§ WHAT TO DO: What you write must match the records exactly, except for the images, which are left out.

[Records excerpted from a collection]
────────────────

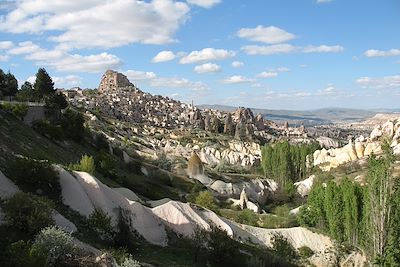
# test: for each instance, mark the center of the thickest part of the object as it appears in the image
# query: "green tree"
(206, 199)
(10, 85)
(72, 123)
(352, 210)
(378, 203)
(26, 93)
(43, 85)
(28, 213)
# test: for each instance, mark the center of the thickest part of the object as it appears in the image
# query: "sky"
(272, 54)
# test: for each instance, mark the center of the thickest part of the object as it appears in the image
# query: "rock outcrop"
(361, 148)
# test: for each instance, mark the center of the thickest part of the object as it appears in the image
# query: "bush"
(206, 199)
(17, 109)
(28, 213)
(283, 248)
(35, 176)
(48, 129)
(86, 164)
(72, 123)
(130, 262)
(305, 252)
(100, 222)
(53, 244)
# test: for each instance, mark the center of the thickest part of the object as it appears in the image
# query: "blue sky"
(277, 54)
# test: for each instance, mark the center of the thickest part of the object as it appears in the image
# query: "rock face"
(195, 166)
(112, 80)
(362, 147)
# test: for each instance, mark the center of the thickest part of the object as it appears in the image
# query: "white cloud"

────────────────

§ SOLUTION FOR THIS PROBLEM:
# test: for each instance, mark the center of the thickest part of the object as it appears in the image
# query: "green tree"
(206, 199)
(10, 85)
(72, 123)
(352, 210)
(378, 203)
(26, 93)
(43, 85)
(28, 213)
# test: for each instance, mark the center of the thickest part of the object as it appears in the image
# query: "sky"
(272, 54)
# test: for each instance, mark the center of the thickest part of the object as it appears in the image
# query: "rock outcrop"
(361, 148)
# test: for each instance, mark the center of the thickest part of the object as it appears in the image
# query: "bush"
(206, 199)
(17, 109)
(28, 213)
(283, 248)
(35, 176)
(48, 129)
(86, 164)
(72, 123)
(130, 262)
(305, 252)
(100, 222)
(53, 244)
# test: for each instance, mark the center of the thickest part of the object as it appears in the image
# query: "blue sky"
(277, 54)
# test: for each instance, mark the center of the thickest part of the object as it appears in the image
# query: "rock face"
(195, 166)
(112, 80)
(362, 147)
# test: for each instance, mark the center of the thickest part of the object as it appears in the image
# query: "white cloud"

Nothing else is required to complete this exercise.